İnsanoğlu ne zaman ki mal sahibi olup kendi bing bangini bangletirse işte o
zaman yasalarını ve sermayesini kendisi koyduğu kendi evreninde, öz iradesiyle
insanlaşma kararını alabilir aksi halde suyun gittiği yere gitmek zorunda çünkü
bizzat suyun içinde bulunmakta, çaresizlik... Çaresizlikte yapılacak en iyi şey
şikayetsizliktir.
Yakın zamandan gözlemleme yaparsak ABD zayıf ülkelerin kaynaklarını ele
geçiriyor onları sömürüyor, sömürüyorda mezara mı götürüyor hayır !!!!
Uzay
mekiği yapıyor aya çıkıyor diğer gezegenleri araştırıyor, daha üstün
bilgisayarlar üretmek için sermaye sağlıyor yani ortak kasa kazanıyor.
Fakat
biz, sömürülen ülkelerde ki çocuklar açlıktan ölüyor diye üzülüyoruz üzülmemek
elimizde değil çünkü bizimle kaynak yapmış duygularımız var.

○ ○ ○ ○

▸ Yapılacaklar:
a) İnsanlaşma ve sömürü üzerine olan metne göre çaresizlikte yapılacak en iyi şey nedir?
b) İnsanlaşma ve sömürü üzerine olan metni son cümlesinden sonra sürdürün.
Listedeki bilgiler metinden ayrı bir malzemedir.

○ ○ ○ ○

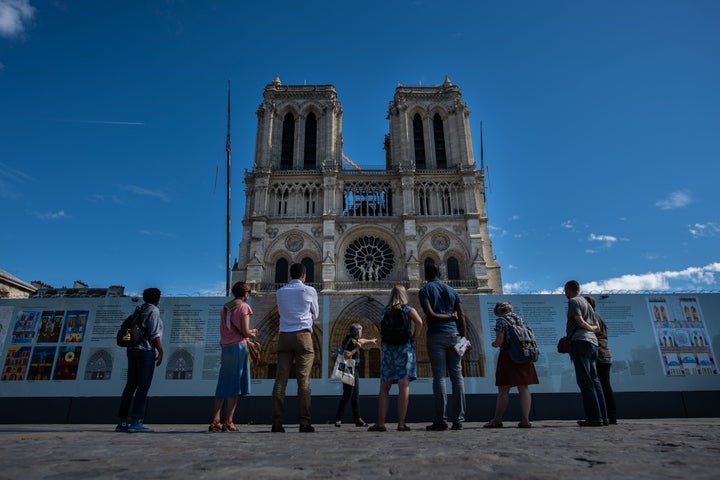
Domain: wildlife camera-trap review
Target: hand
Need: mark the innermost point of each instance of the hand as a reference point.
(158, 358)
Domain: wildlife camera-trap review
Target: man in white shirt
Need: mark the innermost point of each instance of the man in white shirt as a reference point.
(298, 307)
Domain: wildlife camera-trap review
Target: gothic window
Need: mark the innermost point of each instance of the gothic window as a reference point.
(367, 199)
(282, 270)
(439, 198)
(288, 142)
(294, 199)
(439, 138)
(453, 269)
(310, 141)
(309, 269)
(309, 203)
(419, 141)
(428, 261)
(99, 367)
(369, 259)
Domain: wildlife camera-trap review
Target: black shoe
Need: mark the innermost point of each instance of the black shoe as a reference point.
(437, 427)
(589, 423)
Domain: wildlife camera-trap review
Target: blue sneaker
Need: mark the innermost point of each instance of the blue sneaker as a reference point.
(122, 427)
(138, 427)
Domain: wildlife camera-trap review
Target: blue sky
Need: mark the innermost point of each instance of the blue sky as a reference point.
(601, 127)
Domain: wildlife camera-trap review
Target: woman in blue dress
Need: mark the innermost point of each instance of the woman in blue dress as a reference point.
(398, 364)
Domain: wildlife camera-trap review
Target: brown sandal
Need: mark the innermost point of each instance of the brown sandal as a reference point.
(230, 427)
(493, 424)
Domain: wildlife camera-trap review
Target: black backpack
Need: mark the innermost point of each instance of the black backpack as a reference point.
(520, 340)
(131, 333)
(395, 327)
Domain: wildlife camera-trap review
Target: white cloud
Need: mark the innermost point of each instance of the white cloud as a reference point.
(692, 278)
(516, 287)
(677, 199)
(60, 214)
(146, 192)
(14, 17)
(496, 231)
(709, 229)
(155, 233)
(607, 239)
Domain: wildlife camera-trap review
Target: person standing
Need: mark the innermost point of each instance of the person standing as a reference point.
(581, 328)
(298, 308)
(352, 344)
(509, 374)
(234, 376)
(398, 364)
(142, 361)
(604, 362)
(445, 325)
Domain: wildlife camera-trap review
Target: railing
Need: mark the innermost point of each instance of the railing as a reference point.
(460, 285)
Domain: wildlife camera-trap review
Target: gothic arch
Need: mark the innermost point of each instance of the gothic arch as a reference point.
(179, 366)
(99, 367)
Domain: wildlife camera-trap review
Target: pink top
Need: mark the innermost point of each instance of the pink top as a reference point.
(230, 328)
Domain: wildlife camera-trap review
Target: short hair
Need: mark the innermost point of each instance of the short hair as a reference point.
(431, 271)
(398, 297)
(240, 289)
(573, 285)
(297, 270)
(151, 295)
(501, 308)
(590, 300)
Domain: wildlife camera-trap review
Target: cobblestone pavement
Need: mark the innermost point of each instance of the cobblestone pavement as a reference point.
(634, 449)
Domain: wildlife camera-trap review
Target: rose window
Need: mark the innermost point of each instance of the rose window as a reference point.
(369, 258)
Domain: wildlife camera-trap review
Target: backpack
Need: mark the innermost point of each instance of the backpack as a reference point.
(395, 327)
(520, 340)
(340, 350)
(131, 333)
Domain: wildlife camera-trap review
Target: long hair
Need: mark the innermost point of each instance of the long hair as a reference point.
(398, 297)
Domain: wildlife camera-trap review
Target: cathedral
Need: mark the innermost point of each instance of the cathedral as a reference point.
(358, 229)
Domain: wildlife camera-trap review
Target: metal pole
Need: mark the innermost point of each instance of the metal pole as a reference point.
(228, 150)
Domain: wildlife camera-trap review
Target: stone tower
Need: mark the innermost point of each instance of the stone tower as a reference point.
(365, 229)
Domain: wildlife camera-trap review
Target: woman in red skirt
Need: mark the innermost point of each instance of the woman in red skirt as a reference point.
(509, 374)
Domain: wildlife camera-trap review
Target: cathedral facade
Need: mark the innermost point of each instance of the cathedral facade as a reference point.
(365, 229)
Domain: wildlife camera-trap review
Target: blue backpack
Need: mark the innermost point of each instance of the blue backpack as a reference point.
(520, 340)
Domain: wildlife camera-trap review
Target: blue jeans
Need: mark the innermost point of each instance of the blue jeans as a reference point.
(141, 366)
(444, 358)
(584, 355)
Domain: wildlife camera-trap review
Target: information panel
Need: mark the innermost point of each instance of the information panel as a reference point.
(66, 346)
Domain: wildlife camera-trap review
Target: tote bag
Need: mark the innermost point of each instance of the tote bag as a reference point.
(344, 370)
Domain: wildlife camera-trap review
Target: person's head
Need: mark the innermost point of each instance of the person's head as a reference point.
(398, 297)
(431, 271)
(501, 308)
(151, 295)
(241, 290)
(572, 289)
(297, 271)
(590, 300)
(356, 330)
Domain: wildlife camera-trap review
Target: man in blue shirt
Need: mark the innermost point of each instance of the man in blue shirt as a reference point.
(445, 325)
(142, 361)
(298, 308)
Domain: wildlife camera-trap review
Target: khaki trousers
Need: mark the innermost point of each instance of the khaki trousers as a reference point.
(293, 347)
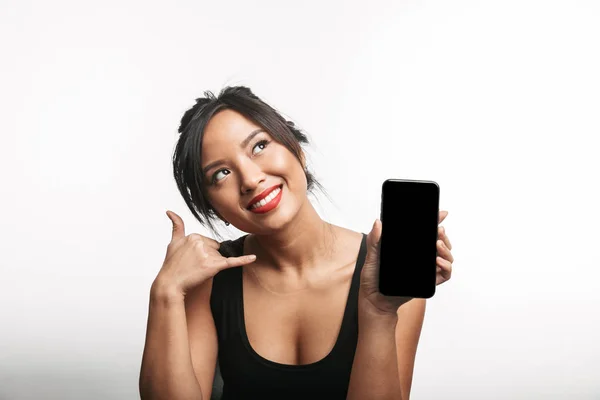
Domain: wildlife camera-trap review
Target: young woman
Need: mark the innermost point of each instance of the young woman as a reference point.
(289, 310)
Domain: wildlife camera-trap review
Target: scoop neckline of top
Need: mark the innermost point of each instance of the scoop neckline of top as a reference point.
(343, 327)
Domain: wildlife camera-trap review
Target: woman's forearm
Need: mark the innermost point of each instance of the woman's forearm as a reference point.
(167, 371)
(375, 367)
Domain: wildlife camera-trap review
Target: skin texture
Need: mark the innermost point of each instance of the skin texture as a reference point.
(295, 291)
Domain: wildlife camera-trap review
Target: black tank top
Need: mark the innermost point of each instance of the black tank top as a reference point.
(242, 373)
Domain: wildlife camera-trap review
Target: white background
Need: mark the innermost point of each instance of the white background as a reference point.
(497, 101)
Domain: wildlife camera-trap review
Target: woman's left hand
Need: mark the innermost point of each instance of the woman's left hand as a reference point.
(369, 280)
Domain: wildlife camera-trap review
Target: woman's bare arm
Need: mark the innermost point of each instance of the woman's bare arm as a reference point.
(168, 369)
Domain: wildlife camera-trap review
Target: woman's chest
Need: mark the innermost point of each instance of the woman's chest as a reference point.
(295, 329)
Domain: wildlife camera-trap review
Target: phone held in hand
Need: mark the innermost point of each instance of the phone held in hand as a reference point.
(407, 253)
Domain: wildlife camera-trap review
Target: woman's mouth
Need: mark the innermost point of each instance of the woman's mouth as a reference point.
(268, 203)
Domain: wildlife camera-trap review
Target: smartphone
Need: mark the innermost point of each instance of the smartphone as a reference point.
(407, 248)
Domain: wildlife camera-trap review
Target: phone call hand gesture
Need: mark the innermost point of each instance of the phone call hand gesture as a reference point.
(192, 259)
(369, 295)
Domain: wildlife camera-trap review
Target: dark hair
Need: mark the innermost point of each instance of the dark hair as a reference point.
(187, 162)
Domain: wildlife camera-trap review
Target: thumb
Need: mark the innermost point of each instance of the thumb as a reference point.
(178, 226)
(373, 239)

○ ○ ○ ○

▸ Yanıtlar:
a) Şikayetsizliktir.

b)
Rusya ile Abd
yarışa girdiler bu rekabet sayesinde insanoğlu dünyanın dışına taştı uzaya
açıldı yine ortak kasa kazandı. Ben de bir zamanlar hep yarışıyordum, amansız
bir yarıştaydım....
Sonra ne mi oldu; tabi ki her zaman ki gibi kasa kazandı,
ne de olsa kasaya hepimiz ortağız.
Belki bir gün Dünyada kardeşce, barış içinde paylaşımcı olarak yaşayabiliriz
önemli olan bu barışcıl kardeşlik ne kazandırır ne kaybettirir bunun
muhasebesidir.
Rekabet ve savaş ortadan kalkınca üretim ve çalışma azalır mı
artar mı? Mesela, kıyasıya rekabet ve ucunda madalya olmasaydı hangi deli 100
metreyi 9 kusur saniyede koşabilrdi? :)
İnsanlar kardeşce huzur içinde yaşasaydı, rekabetsiz,
koşturmacasız, kıskançsız, üstün olma arzusu duymadan yaşasaydı acaba uzaya
çıkabilir miydi?
Yer çekiminin bileğini bükebilir miydi? Bir SULTAN edinebilirmiydi? Bir Sebeb yaratabilirmiydi insa? Ben sadece
tarafsız/şikayetsiz gözlemlerimi paylaşıyorum.
Daha uçsuz bucaksız evrende
keşfedilecek pek çok yer var ve kullanılmayı bekleyen (burası çok çok önemli)
sınırsız enerji var, enerji kullanılmaz ise çatlar patlar insan da bu enerji
kaynaklarının vampiri olduğu için doğada enerjiyi faydalı kullanana yol verdiği
için, rekabetinde üstün olmak adına insanoğluna ivme kazandırdığı için,
sanırsam bu yarış/kavga bitmeyecek gibi görünüyor yani kasa daha çok kazanacak
gibi.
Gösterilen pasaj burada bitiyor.